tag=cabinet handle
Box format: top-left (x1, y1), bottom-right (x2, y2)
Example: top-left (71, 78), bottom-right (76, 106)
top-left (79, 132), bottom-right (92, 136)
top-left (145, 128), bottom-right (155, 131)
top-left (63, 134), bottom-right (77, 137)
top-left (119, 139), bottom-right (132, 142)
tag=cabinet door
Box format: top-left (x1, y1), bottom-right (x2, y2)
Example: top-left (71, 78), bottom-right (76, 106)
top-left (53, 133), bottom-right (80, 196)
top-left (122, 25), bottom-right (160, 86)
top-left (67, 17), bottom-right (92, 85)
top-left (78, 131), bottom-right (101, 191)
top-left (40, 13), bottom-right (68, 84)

- **Task instructions**:
Turn every line of the data above into a Markdown table with two columns, Row and Line, giving each line a row number and leaving out any blank lines.

- **Result for this exercise**:
| Row | Line |
|---|---|
| 1 | tag=cabinet handle |
| 2 | Box format: top-left (x1, y1), bottom-right (x2, y2) |
| 3 | Example: top-left (71, 78), bottom-right (76, 106) |
| 4 | top-left (79, 132), bottom-right (92, 136) |
| 5 | top-left (145, 128), bottom-right (155, 131) |
| 6 | top-left (63, 134), bottom-right (77, 137) |
| 7 | top-left (119, 139), bottom-right (132, 142) |
| 8 | tag=cabinet door |
| 9 | Box format: top-left (x1, y1), bottom-right (x2, y2) |
| 10 | Example: top-left (71, 78), bottom-right (76, 106) |
| 11 | top-left (53, 133), bottom-right (80, 196) |
| 12 | top-left (122, 25), bottom-right (160, 86) |
| 13 | top-left (67, 17), bottom-right (92, 85) |
| 14 | top-left (78, 131), bottom-right (101, 191) |
| 15 | top-left (40, 13), bottom-right (68, 84) |